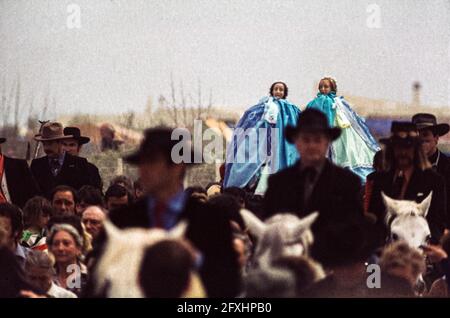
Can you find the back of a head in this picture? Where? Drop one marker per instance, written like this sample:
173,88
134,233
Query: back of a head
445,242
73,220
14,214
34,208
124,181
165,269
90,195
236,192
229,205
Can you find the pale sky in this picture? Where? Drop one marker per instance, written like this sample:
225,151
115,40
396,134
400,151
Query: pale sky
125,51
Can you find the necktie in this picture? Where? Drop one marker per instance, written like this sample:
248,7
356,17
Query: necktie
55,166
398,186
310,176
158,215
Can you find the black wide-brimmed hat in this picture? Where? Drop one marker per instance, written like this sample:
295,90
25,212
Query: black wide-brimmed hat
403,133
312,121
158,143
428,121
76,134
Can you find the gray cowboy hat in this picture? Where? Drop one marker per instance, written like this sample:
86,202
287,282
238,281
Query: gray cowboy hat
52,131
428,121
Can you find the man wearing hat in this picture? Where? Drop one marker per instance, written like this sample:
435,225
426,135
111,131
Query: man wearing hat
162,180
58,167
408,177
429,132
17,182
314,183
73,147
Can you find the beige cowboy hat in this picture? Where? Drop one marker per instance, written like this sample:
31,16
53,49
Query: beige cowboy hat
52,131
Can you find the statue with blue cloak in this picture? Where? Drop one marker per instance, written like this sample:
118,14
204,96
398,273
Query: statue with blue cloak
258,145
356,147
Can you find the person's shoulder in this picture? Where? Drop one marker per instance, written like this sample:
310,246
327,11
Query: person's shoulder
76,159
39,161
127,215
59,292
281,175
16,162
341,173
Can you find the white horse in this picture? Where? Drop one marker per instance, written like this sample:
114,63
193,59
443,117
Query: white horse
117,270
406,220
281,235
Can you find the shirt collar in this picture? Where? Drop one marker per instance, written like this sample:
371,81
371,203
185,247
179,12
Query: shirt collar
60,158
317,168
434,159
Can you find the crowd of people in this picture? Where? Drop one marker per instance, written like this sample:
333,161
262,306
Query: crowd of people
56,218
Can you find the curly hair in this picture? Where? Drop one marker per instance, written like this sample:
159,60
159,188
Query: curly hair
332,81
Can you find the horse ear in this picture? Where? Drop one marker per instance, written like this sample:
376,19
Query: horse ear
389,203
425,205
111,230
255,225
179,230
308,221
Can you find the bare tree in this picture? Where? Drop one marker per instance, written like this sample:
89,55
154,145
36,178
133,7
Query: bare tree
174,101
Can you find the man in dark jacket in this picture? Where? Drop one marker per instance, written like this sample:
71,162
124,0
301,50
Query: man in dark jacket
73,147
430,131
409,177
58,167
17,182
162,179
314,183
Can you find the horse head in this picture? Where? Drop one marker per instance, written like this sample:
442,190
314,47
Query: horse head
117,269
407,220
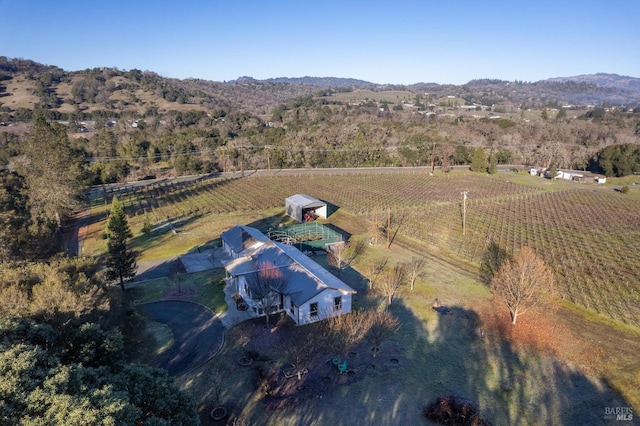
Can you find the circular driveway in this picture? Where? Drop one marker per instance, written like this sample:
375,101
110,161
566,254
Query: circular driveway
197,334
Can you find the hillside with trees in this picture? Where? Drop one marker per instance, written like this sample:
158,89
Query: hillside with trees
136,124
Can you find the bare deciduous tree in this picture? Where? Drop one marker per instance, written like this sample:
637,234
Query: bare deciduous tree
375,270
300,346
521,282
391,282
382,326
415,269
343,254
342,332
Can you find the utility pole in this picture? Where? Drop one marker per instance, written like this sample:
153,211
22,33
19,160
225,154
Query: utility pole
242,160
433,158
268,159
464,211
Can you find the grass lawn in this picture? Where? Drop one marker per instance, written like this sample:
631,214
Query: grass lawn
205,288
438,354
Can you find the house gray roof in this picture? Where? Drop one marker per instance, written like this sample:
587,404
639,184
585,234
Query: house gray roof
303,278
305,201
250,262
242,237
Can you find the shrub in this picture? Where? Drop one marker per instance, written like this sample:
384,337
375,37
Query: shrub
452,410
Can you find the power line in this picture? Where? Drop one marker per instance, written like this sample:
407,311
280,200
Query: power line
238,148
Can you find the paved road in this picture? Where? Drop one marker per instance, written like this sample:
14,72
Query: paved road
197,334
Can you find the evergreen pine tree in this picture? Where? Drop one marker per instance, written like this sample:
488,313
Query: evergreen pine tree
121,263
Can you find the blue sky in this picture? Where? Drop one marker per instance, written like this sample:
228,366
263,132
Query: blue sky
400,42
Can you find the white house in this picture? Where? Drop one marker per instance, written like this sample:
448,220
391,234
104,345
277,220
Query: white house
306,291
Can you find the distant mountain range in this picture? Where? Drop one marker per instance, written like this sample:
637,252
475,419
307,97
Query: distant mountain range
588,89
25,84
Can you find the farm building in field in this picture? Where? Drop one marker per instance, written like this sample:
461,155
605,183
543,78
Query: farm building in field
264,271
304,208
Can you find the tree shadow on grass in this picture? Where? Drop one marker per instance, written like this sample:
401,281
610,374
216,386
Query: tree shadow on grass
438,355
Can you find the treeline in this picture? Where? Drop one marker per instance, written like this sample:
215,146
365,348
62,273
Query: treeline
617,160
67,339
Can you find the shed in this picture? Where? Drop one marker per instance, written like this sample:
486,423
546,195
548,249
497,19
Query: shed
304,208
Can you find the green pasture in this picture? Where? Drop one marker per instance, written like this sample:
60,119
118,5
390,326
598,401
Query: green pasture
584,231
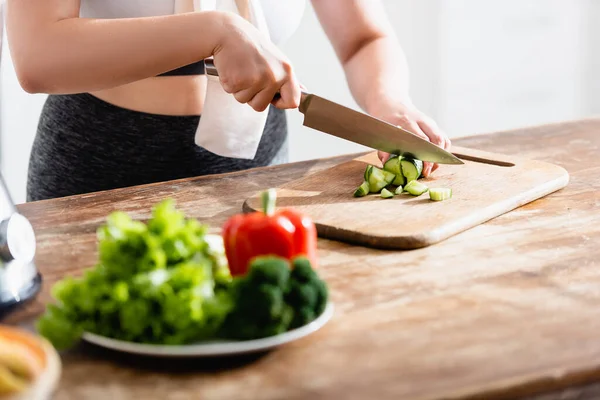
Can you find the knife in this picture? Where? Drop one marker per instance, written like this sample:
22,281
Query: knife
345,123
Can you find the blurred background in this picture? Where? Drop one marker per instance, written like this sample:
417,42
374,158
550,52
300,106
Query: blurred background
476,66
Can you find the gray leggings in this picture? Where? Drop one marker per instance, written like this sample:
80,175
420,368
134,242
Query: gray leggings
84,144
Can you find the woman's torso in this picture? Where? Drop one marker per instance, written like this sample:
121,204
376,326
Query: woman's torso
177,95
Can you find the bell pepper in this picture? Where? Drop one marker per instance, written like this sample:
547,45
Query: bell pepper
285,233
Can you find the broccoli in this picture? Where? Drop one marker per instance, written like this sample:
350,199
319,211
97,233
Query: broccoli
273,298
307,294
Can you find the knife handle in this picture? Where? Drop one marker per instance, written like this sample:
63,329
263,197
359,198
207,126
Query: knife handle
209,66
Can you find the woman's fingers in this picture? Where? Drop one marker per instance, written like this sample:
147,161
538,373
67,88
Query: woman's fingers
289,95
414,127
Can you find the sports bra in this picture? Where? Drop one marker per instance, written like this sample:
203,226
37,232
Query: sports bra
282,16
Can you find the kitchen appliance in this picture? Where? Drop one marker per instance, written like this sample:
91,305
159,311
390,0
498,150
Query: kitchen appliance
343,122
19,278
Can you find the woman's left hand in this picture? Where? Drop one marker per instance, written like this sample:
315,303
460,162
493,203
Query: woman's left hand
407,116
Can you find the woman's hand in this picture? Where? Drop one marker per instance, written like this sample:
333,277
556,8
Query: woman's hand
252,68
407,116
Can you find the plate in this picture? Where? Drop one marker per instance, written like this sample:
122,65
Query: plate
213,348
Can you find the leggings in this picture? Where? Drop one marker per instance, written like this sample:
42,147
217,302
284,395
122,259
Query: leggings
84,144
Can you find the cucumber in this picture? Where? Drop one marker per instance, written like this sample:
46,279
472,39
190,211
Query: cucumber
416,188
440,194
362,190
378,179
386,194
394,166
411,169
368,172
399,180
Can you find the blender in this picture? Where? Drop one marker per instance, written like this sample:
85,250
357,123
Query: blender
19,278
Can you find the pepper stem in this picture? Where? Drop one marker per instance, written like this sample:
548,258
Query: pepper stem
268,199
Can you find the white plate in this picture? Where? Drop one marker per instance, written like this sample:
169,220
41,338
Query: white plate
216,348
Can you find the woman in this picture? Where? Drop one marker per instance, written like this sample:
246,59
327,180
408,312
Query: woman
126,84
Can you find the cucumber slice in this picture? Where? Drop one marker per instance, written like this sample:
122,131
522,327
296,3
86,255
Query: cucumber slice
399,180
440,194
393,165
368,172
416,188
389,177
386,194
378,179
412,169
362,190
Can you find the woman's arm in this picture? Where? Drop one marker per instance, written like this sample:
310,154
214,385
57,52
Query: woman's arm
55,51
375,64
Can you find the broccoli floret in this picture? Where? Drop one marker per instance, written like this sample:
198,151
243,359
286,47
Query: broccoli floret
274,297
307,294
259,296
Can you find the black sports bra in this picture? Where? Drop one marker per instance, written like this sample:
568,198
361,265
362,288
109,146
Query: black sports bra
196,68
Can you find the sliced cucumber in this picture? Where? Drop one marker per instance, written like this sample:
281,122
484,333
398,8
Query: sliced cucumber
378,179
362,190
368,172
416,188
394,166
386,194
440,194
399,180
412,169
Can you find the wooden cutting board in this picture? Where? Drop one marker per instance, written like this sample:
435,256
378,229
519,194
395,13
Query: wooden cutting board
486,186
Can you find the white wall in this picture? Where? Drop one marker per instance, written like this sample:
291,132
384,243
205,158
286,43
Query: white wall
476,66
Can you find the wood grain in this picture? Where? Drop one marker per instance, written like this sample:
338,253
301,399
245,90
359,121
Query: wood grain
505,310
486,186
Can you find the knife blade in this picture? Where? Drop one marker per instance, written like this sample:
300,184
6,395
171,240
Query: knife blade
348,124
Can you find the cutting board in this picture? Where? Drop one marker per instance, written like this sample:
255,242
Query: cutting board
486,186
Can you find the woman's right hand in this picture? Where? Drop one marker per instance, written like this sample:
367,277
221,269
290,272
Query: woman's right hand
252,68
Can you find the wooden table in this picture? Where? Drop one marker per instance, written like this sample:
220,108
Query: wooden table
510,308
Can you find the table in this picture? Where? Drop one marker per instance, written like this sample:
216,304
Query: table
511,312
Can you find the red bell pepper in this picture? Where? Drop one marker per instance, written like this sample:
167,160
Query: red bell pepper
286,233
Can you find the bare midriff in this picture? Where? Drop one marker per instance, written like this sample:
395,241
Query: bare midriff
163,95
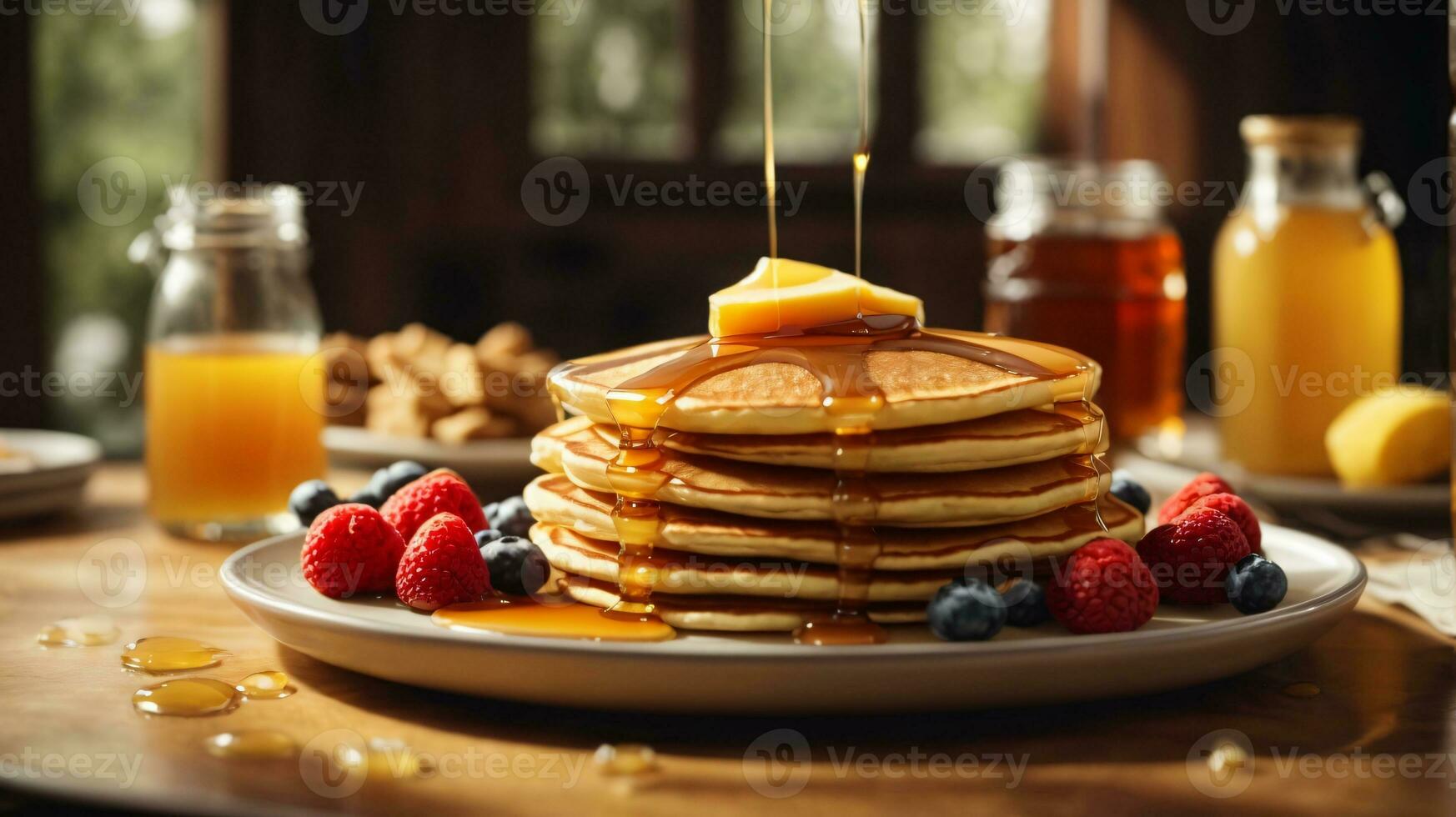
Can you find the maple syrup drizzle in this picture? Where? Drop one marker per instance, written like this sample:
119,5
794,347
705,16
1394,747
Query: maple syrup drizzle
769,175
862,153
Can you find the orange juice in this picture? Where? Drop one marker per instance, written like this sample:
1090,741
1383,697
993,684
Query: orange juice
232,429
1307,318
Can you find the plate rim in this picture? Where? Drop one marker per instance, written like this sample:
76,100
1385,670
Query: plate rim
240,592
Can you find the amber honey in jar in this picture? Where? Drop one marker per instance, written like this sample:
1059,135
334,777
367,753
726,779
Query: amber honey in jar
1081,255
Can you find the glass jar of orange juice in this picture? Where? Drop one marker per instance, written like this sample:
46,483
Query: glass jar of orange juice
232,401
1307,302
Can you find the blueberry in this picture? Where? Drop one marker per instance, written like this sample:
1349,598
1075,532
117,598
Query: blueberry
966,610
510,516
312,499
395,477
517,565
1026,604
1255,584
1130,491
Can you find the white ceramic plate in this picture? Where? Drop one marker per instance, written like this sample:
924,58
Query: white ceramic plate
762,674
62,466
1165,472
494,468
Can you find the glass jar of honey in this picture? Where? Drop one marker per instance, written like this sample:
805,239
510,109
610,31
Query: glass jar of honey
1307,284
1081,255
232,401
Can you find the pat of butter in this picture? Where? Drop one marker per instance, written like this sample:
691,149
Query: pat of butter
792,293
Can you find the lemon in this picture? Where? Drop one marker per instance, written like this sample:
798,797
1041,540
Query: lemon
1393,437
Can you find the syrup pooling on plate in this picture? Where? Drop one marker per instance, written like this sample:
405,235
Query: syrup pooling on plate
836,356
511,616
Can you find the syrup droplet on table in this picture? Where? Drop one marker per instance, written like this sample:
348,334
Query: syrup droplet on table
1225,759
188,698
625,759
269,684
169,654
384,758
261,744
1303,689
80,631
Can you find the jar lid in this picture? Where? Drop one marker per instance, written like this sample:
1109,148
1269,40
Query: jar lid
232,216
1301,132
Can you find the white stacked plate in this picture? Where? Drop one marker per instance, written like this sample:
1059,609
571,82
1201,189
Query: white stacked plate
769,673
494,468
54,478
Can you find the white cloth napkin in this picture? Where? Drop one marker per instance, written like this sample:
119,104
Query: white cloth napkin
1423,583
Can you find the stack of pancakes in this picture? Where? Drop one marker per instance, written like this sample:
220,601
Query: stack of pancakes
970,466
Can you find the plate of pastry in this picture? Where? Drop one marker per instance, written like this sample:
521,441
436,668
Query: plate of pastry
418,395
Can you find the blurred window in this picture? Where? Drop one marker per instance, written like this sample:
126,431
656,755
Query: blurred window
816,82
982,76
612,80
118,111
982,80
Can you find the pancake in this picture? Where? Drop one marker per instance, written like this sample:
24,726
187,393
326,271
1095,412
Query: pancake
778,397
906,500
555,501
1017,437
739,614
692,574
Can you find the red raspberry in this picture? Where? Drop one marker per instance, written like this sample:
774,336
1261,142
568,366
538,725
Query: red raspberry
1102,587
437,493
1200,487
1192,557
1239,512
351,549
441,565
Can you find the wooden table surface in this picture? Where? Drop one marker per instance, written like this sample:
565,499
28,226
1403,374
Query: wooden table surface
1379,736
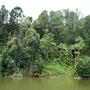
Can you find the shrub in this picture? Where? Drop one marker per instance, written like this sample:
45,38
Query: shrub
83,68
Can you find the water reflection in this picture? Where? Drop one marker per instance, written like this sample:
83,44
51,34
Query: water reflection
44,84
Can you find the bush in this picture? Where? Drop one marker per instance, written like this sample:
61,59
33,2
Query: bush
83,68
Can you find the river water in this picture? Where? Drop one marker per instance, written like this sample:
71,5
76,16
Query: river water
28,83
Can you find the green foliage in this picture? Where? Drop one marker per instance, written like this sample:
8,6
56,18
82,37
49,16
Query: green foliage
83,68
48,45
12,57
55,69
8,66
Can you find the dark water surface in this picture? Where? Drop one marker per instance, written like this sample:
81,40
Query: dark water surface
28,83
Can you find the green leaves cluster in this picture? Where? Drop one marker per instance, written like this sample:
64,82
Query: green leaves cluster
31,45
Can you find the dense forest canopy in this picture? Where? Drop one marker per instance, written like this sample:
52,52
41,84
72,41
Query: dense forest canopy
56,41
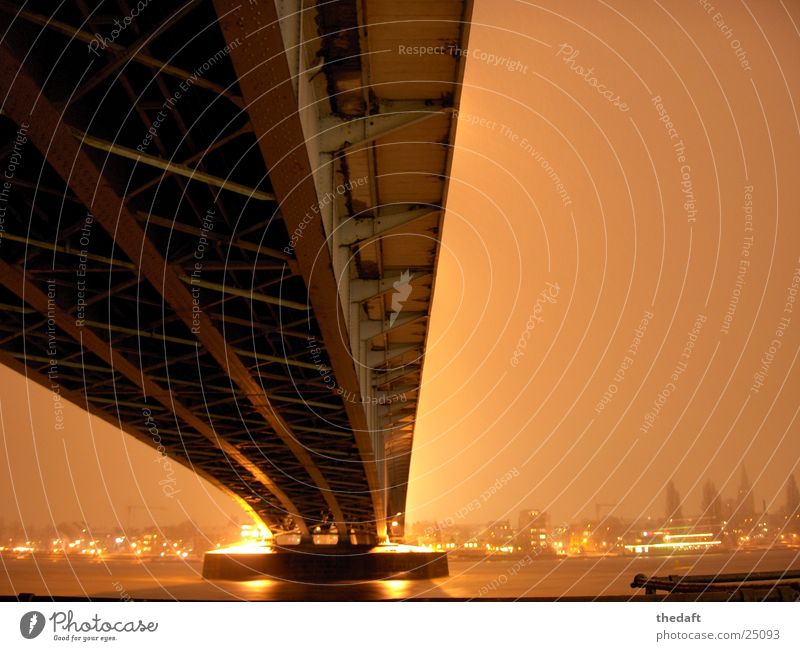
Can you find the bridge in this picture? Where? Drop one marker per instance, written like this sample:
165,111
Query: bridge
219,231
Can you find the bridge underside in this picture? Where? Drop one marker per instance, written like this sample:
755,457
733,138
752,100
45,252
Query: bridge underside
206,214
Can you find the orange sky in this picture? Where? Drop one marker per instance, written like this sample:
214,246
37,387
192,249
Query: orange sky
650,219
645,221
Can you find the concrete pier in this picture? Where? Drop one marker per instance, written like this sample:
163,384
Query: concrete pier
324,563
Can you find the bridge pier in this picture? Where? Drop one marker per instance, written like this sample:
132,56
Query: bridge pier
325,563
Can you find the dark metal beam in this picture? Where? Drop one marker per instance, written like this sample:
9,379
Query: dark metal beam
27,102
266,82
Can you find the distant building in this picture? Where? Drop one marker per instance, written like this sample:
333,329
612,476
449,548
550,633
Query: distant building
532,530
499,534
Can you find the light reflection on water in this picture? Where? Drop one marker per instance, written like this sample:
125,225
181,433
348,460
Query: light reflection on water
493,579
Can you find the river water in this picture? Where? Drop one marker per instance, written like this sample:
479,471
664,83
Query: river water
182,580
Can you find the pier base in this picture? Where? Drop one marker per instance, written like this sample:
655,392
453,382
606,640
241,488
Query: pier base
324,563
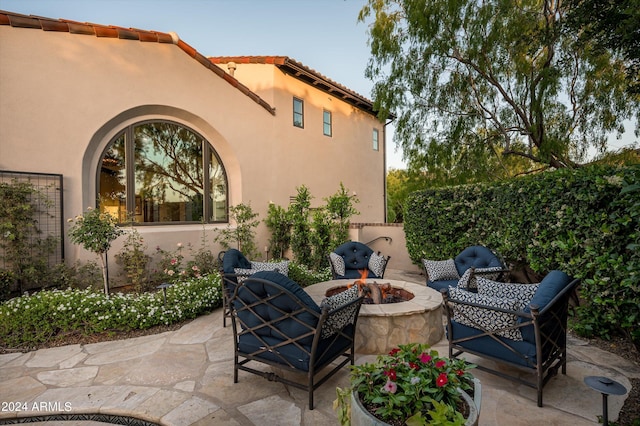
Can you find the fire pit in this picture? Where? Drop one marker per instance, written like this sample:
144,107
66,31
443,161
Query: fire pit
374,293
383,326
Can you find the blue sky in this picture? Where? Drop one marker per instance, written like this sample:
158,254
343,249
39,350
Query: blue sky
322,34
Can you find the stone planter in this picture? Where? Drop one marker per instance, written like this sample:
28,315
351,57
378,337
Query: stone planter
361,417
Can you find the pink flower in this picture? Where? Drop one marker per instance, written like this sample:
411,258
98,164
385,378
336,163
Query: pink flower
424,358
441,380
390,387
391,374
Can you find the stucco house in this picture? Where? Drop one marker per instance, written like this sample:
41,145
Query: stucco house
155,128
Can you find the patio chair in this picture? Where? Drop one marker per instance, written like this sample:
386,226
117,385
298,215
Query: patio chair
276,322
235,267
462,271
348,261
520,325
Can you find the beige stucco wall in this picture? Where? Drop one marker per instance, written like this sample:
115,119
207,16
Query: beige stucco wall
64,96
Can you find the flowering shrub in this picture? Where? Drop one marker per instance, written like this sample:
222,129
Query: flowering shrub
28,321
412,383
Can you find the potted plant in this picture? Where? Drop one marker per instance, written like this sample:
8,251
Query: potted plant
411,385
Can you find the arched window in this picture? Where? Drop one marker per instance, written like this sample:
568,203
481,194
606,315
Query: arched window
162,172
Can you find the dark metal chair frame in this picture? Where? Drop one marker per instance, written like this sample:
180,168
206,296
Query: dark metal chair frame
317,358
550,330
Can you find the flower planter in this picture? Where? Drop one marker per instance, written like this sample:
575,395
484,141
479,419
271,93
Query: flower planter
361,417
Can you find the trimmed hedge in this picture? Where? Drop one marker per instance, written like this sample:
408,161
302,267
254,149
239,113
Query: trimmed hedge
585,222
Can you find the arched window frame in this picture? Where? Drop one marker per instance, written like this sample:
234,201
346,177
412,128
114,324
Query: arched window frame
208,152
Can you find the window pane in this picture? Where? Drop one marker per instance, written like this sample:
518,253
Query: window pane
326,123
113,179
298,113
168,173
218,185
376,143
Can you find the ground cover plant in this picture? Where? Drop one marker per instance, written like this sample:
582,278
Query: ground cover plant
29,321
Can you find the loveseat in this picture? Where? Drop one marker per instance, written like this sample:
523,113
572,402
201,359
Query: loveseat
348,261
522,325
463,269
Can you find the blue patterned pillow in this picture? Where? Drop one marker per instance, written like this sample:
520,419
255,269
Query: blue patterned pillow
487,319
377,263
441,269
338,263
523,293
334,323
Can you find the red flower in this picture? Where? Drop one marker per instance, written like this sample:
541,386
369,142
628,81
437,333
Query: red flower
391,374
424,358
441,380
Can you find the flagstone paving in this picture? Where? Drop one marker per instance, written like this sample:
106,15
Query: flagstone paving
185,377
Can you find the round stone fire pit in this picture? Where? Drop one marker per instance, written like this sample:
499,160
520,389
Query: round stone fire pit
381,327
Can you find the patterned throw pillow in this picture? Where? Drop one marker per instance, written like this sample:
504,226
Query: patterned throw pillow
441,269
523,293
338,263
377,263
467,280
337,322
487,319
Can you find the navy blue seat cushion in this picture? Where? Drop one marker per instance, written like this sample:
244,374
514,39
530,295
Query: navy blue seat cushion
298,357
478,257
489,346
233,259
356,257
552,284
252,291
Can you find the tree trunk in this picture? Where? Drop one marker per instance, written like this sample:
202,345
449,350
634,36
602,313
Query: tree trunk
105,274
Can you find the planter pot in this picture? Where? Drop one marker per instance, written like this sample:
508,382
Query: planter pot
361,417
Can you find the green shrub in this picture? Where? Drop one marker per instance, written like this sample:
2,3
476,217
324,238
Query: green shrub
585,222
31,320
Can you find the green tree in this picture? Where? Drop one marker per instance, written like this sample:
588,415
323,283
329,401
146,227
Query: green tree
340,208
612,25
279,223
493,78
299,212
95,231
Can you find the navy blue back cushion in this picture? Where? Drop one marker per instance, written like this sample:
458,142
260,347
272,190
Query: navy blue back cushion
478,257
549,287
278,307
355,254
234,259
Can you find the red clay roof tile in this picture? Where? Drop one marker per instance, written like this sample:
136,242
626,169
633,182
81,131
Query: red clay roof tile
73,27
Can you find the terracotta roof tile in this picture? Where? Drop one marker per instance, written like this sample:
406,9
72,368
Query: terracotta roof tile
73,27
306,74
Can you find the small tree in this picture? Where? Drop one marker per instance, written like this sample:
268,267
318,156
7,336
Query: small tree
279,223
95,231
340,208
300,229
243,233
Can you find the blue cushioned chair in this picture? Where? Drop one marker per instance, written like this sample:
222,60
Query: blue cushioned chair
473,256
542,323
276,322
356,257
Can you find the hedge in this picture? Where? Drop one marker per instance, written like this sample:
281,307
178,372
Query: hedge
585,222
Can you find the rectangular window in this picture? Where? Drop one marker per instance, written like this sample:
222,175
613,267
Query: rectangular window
● ● ●
Problem statement: Give back exactly the lines that run from the line with "Can you find the navy blue back" through the close of the material, counting both ends, and nothing more.

Written solution:
Can you find the navy blue back cushion in this picture? Where? Drop one marker per instance, written like this sample:
458,142
260,347
272,190
Query: navy blue back cushion
478,257
549,287
278,307
355,254
234,259
Can you find the red clay roof tile in this picture? Where? Drop one marker per instance, written like this sample:
136,242
626,169
633,182
81,131
Query: red clay roof tile
73,27
Can you find the terracotta roof tile in this picture? Where? Drop one marker per instance, written like this sample:
406,9
72,368
Query: terracotta roof tile
73,27
306,74
Can you find the small tree in this picture? Where? Drop one marker per instance, written like this sample:
268,267
318,156
7,336
Query: small tree
279,223
95,231
340,208
300,229
243,233
Can you find the blue cushioned chair in this picture? Where? Drop one marker per instance, written like this sample:
222,60
Query: blue cushioned chair
473,256
542,323
276,322
356,257
Can you find the hedge in this picture? Where? Drop one marker per instance, written like this sample:
281,307
178,372
Query: hedge
585,222
Can you find the rectangular window in this picture? Where? Drop one marker per instance, written like this sample:
222,175
613,267
Query: rectangular window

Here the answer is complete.